Set task: In the code-review excerpt, which flag is added to nfsi->cache_validity when the kmalloc call for nfsi->ooo fails?
* Start Text extract *
Um, should this be "vfs_inode.i_mode"? I'm also curious how you've
tested this, since the code won't compile without this change?

Thanks,
Anna

> + /* We flush cached data for a directory on any change
> + * because we cannot insert new entries into the cache,
> + * or delete old entries.
> + * So there is no point being concerned about out-of-order
> + * replies.
> + */
> + return;
> +
> + if (!nfsi->ooo) {
> + nfsi->ooo = kmalloc(sizeof(*nfsi->ooo), GFP_ATOMIC);
> + if (!nfsi->ooo) {
> + nfsi->cache_validity |= NFS_INO_DATA_INVAL_DEFER;
> + return;
> + }
> + nfsi->ooo->cnt = 0;
> + }
> +
> + /* add this range, merging if possible */
> + cnt = nfsi->ooo->cnt;
> + for (i = 0; i < cnt; i++) {
> + if (end == nfsi->ooo->gap[i].start)
> + end = nfsi->ooo->gap[i].end;
> + else if (start == nfsi->ooo->gap[i].end)
> + start = nfsi->ooo->gap[i].start;
> + else
> + continue;
> + /* Remove 'i' from table and loop to insert the new range */
> + cnt -= 1;
> + nfsi->ooo->gap[i] = nfsi->ooo->gap[cnt];
> + i = -1;
> + }
> + if (start != end) {
> + if (cnt >= ARRAY_SIZE(nfsi->ooo->gap)) {
> + nfsi->cache_validity |= NFS_INO_DATA_INVAL_DEFER;
> + kfree(nfsi->ooo);
> + nfsi->ooo = NULL;
> + return;
> + }
> + nfsi->ooo->gap[cnt].start = start;
> + nfsi->ooo->gap[cnt].end = end;
> + cnt += 1;
> + }
> + nfsi->ooo->cnt = cnt;
> +}
> +
> +static void nfs_ooo_record(struct nfs_inode *nfsi,
> + struct nfs_fattr *fattr)
* End Text extract *
* Start Records provided *
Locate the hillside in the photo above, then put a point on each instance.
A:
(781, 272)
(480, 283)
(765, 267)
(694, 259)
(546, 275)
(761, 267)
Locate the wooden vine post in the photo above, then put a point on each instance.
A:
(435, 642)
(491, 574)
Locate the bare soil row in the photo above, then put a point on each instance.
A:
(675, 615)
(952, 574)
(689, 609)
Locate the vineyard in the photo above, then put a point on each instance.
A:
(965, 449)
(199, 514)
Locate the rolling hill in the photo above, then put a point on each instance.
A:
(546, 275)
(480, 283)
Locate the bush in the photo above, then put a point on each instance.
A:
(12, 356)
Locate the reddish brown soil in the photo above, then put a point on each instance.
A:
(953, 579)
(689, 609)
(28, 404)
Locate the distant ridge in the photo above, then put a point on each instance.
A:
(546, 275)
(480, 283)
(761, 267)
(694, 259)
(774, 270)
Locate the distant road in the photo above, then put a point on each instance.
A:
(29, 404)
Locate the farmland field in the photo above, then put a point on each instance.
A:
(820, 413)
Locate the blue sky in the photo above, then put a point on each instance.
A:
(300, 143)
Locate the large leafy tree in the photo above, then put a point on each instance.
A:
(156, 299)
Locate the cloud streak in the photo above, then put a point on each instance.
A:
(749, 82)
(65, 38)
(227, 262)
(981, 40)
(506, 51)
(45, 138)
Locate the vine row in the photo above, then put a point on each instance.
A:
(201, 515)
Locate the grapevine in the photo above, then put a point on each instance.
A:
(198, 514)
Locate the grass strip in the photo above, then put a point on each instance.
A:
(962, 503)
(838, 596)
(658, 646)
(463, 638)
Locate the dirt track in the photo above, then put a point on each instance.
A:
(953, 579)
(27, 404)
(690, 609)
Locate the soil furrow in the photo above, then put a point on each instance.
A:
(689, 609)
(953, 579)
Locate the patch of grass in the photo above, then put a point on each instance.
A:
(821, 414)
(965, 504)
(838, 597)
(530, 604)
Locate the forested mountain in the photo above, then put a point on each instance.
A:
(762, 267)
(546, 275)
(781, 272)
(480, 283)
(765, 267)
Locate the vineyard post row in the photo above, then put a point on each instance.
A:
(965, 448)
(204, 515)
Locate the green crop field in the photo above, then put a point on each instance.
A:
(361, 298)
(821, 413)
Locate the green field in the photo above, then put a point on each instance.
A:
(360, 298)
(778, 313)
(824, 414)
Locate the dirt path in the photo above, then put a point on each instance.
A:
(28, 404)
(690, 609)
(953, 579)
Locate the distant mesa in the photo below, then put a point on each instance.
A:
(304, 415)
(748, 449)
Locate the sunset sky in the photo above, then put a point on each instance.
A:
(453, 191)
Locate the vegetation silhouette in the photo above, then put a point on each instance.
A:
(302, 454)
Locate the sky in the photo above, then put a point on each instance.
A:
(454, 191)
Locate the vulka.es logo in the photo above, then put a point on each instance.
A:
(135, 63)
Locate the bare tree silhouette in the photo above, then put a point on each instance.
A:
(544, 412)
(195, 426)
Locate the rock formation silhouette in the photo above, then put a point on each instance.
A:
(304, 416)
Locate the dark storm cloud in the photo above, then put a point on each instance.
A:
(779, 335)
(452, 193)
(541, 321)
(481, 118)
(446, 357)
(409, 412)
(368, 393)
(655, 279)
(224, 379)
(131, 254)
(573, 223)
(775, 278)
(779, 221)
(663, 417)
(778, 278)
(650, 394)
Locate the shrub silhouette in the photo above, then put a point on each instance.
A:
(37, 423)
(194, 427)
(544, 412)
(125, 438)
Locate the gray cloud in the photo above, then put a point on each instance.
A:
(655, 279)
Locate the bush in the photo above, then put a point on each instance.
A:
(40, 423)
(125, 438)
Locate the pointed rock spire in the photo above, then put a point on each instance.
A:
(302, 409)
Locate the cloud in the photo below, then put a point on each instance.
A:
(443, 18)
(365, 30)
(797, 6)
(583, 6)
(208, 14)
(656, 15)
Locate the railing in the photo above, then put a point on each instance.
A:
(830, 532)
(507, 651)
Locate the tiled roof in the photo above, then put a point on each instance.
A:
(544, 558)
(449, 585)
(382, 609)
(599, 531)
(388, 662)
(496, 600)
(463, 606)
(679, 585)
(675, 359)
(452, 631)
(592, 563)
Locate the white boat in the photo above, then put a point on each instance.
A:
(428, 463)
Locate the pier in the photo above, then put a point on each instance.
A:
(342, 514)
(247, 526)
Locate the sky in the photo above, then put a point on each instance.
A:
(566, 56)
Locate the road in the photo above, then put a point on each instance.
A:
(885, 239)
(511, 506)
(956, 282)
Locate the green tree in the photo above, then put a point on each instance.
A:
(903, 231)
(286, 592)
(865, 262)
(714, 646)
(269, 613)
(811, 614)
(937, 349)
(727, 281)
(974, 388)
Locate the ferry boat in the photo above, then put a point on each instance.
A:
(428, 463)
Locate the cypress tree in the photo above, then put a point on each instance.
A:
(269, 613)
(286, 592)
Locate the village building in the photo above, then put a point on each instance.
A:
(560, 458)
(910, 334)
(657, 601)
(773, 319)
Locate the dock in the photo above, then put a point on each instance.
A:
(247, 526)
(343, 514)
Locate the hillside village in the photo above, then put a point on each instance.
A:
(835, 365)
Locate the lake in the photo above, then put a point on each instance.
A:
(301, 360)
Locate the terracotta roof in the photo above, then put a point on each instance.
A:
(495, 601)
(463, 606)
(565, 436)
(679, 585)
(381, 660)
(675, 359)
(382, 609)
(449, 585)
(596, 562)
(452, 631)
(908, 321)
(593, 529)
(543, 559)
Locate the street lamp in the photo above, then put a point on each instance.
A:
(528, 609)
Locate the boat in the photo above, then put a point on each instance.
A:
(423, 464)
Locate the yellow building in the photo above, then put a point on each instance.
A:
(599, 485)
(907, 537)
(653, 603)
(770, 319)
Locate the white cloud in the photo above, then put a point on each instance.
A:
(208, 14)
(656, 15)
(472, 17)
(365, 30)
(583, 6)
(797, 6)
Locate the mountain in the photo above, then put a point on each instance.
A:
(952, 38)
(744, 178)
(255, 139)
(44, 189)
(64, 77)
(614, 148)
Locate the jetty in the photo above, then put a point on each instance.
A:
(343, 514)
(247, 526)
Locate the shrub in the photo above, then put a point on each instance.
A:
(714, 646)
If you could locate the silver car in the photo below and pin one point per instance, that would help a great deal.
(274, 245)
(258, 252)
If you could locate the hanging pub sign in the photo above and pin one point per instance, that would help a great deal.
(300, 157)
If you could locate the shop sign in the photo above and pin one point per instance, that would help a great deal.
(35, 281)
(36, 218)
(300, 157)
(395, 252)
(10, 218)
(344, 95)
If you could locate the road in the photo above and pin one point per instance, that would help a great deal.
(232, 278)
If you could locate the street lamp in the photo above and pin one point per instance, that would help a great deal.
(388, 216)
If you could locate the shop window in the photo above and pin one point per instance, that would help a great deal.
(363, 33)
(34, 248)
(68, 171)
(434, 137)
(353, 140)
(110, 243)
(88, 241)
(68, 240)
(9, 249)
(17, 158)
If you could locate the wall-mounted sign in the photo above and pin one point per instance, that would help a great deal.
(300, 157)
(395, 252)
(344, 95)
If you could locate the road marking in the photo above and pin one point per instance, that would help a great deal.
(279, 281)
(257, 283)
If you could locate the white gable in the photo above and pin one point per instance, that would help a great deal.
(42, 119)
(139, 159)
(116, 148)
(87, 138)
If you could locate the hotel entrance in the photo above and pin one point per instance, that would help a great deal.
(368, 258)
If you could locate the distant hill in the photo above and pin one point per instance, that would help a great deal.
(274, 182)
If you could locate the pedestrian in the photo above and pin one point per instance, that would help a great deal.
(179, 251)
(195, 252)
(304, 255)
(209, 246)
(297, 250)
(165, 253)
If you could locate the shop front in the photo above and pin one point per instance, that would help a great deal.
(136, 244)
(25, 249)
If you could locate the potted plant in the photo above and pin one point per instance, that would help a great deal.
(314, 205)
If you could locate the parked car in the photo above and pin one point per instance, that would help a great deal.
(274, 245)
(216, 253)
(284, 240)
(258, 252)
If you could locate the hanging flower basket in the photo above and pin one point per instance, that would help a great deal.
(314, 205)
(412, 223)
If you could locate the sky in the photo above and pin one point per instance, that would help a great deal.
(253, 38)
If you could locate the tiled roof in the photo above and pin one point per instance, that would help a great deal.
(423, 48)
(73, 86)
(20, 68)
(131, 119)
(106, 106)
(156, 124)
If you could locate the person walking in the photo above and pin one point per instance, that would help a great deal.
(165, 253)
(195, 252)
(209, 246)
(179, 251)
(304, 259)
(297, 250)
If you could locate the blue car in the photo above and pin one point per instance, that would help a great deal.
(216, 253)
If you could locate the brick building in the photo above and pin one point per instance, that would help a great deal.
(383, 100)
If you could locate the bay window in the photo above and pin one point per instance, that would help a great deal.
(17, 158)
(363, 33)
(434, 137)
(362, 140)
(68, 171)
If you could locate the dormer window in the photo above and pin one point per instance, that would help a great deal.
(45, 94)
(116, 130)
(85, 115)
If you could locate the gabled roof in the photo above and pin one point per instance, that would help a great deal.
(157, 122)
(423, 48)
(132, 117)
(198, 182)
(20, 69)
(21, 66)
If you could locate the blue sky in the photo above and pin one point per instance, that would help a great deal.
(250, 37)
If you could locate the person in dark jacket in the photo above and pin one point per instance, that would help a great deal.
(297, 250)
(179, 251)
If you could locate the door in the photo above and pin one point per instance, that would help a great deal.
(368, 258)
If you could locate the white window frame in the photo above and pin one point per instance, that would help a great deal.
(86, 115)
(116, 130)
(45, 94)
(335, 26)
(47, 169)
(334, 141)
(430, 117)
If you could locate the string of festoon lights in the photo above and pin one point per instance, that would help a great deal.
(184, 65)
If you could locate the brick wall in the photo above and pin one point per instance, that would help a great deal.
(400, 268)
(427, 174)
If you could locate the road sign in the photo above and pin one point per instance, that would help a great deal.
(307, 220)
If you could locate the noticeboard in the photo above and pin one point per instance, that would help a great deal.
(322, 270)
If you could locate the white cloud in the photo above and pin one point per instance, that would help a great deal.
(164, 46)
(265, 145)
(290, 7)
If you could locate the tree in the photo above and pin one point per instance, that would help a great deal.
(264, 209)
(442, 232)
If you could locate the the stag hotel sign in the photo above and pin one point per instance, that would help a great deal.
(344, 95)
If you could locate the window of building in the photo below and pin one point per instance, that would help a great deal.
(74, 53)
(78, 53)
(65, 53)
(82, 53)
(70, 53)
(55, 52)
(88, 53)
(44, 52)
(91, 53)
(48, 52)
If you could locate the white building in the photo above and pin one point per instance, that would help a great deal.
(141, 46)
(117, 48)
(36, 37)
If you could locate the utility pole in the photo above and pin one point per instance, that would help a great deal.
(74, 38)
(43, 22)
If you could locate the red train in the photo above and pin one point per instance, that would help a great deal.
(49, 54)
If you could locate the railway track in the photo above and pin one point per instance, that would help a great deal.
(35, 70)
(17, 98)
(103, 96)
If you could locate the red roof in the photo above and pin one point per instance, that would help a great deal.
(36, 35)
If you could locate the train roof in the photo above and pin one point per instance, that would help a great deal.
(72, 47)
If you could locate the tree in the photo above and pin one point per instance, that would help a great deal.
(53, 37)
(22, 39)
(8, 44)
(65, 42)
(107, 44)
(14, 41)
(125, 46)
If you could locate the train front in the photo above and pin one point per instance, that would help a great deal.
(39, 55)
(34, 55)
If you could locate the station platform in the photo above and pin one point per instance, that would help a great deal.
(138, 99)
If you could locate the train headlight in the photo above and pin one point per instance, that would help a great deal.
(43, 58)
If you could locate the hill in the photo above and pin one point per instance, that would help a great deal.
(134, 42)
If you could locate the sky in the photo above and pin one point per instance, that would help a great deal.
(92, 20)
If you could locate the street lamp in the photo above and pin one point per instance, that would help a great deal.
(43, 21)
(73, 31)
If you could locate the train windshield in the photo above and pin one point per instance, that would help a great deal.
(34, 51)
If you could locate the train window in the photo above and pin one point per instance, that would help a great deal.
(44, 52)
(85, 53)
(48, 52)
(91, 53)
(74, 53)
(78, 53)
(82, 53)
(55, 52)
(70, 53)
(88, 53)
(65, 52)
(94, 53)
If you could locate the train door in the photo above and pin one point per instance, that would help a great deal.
* End Records provided *
Full solution: NFS_INO_DATA_INVAL_DEFER